— START —
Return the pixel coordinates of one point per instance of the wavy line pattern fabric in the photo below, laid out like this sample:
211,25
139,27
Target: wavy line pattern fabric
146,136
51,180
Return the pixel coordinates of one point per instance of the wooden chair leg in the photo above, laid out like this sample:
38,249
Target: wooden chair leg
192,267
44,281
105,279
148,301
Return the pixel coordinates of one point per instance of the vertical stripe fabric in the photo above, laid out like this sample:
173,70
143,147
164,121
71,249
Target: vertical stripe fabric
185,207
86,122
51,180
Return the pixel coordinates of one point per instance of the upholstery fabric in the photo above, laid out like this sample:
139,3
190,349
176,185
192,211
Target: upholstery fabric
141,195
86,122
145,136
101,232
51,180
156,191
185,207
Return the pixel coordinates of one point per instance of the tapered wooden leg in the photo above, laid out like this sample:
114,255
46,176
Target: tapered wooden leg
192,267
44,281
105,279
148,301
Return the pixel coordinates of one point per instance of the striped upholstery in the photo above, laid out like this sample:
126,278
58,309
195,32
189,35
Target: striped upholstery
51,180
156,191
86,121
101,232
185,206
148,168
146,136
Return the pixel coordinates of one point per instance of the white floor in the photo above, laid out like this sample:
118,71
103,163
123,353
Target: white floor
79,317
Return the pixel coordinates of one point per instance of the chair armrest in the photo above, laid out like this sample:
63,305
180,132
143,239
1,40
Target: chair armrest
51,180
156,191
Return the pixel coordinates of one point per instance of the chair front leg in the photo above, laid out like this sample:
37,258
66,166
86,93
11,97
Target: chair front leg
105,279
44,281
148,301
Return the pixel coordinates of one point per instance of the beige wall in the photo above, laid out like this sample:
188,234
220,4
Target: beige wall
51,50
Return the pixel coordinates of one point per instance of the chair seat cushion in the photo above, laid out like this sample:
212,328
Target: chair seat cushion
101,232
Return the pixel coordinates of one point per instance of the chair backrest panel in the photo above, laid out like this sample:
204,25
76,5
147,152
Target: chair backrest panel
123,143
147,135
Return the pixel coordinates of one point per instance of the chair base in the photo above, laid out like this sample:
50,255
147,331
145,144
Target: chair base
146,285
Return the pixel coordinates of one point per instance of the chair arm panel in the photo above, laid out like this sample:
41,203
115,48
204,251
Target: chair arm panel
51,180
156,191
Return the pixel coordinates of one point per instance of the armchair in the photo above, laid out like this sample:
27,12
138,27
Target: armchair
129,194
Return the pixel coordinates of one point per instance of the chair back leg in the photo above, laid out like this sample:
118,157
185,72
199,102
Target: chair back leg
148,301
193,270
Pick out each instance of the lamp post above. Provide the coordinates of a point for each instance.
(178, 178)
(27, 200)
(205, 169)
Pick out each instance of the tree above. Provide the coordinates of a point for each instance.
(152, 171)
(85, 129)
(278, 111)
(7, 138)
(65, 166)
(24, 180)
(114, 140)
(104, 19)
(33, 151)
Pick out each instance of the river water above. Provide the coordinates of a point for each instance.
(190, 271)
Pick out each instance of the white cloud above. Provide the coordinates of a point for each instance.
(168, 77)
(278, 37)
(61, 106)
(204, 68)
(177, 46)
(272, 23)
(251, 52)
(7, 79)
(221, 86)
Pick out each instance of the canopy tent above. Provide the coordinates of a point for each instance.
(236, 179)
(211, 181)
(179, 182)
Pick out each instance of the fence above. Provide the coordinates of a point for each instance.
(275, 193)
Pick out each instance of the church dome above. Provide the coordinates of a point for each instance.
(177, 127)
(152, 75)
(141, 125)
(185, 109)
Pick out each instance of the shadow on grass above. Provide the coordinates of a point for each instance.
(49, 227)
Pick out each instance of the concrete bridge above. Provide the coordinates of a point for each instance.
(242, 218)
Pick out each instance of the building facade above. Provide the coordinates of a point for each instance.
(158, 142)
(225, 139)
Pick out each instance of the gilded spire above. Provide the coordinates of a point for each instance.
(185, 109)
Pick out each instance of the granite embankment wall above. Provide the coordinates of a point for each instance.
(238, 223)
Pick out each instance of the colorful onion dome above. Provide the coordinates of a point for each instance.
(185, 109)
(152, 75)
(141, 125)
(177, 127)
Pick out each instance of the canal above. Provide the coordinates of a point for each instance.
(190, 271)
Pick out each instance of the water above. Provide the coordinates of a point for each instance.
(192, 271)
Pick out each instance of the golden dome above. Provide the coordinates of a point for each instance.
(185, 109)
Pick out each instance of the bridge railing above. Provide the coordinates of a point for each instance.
— END —
Repeat each of the entries above precisely as given.

Solution to this exercise:
Return the pixel coordinates of one point per instance of the wavy line pattern fabric in the photo below, laid out like this sample:
211,25
139,27
Target: wavy line pattern fabric
146,136
51,180
Return the pixel coordinates of one point per instance of the wooden chair leg in the photo above, laid out like this sample:
38,249
Target: wooden chair leg
192,267
44,281
105,279
148,301
Return the pixel coordinates of one point per instance of the vertical stripe fabric in the photo above, laid out like this sample:
173,70
143,147
164,121
71,249
Target: vertical stripe fabric
185,207
86,122
51,180
Return the pixel coordinates of one point per instance of the upholstery fabric in the photo above, laid out like this sample:
139,3
190,349
176,185
192,211
Target: upholstery fabric
141,195
86,122
145,136
101,232
51,180
156,191
185,207
Return the pixel coordinates of one point per instance of the tapered wooden leg in the photo above, laid out like this sample:
114,255
46,176
Target: tapered wooden leg
192,267
44,281
105,279
148,301
Return the pixel coordinates of one point per instance of the striped upholstery in the photo above, laid out like this sample:
126,278
58,309
195,32
189,35
Target: striped upholstery
51,180
156,191
86,121
101,232
185,206
148,168
146,136
Return the pixel coordinates of one point per instance of the white floor in the photo above, laid out like this sample:
118,71
103,163
123,353
Target: white floor
79,317
Return the pixel coordinates of one point per instance of the chair armrest in the photo above, laid out like this sample:
63,305
180,132
143,239
1,40
Target: chair armrest
51,180
156,191
Return the pixel coordinates of one point per instance of the chair front leg in the photo above, laid out like this sample:
37,258
66,166
86,93
11,97
Target: chair front leg
105,279
44,281
148,301
Return the pixel coordinates of one point per instance of the beige wall in the photo above, laid out like this sample:
188,234
220,4
Target: beige wall
51,50
Return the pixel coordinates of one point per instance of the chair seat cushion in the photo above, laid out like this sample:
212,328
Target: chair seat cushion
101,232
Return the pixel coordinates of one point per instance of the chair backrest panel in the photo above, laid out like this sample:
204,25
76,5
147,152
Target: chair backrest panel
123,143
147,135
Return the pixel coordinates of one point per instance of the chair base in the photo above, laid out like this sample:
50,255
147,331
145,144
Target: chair base
146,285
Return the pixel coordinates of one point per instance of the chair arm panel in the photo above, laid out like this sample:
41,203
115,48
204,251
Target: chair arm panel
51,180
156,191
Return the pixel coordinates of one point per instance of the armchair in the photo above, laid out like this sample:
27,12
138,27
Target: armchair
129,194
Return the pixel coordinates of one point per instance of the chair back leg in the photo above, laid out like this sample:
118,157
185,72
199,102
Target: chair back leg
148,301
193,270
Pick out each instance of the lamp post above. Provide the coordinates of a point for each instance.
(178, 178)
(27, 200)
(205, 169)
Pick out each instance of the tree above. Provide the coordinates of a point for each instance.
(152, 171)
(85, 129)
(278, 111)
(7, 138)
(65, 166)
(24, 180)
(114, 140)
(104, 19)
(33, 151)
Pick out each instance of the river water above. Provide the coordinates of a point for each instance.
(190, 271)
Pick out each instance of the white cloud above. Provide the coordinates of a point for each instance.
(168, 77)
(278, 37)
(61, 106)
(204, 68)
(177, 46)
(272, 23)
(251, 52)
(7, 79)
(221, 86)
Pick out each instance of the canopy tent above. Provide the coordinates of a point for each instance.
(236, 179)
(211, 181)
(179, 182)
Pick out each instance of the fence above. Provide the coordinates of a point for each instance.
(275, 193)
Pick out each instance of the church dome above. Provide the coordinates of a point for each instance.
(177, 127)
(152, 75)
(141, 125)
(185, 109)
Pick out each instance of the shadow on grass above. Provide the coordinates of a point for each instance.
(49, 227)
Pick out each instance of the concrete bridge above. Provide the coordinates of a point for each instance.
(242, 218)
Pick out each instance of the building facade above. Provide the coordinates of a point for each instance.
(158, 142)
(225, 139)
Pick out each instance of the gilded spire above. Provide the coordinates of a point for each instance.
(185, 109)
Pick out each instance of the granite embankment wall above. Provide the coordinates of a point for each instance.
(238, 223)
Pick out each instance of the colorful onion dome above. Provide the coordinates of a point for each instance.
(185, 109)
(152, 75)
(141, 125)
(177, 127)
Pick out each instance of the canal above. Provide the coordinates of a point for each instance.
(190, 271)
Pick out each instance of the water above. Provide the coordinates of a point for each instance.
(192, 271)
Pick out each instance of the golden dome above. Provide the coordinates of a point for each instance.
(185, 109)
Pick out each instance of the bridge railing above. Provide the coordinates of a point for each instance.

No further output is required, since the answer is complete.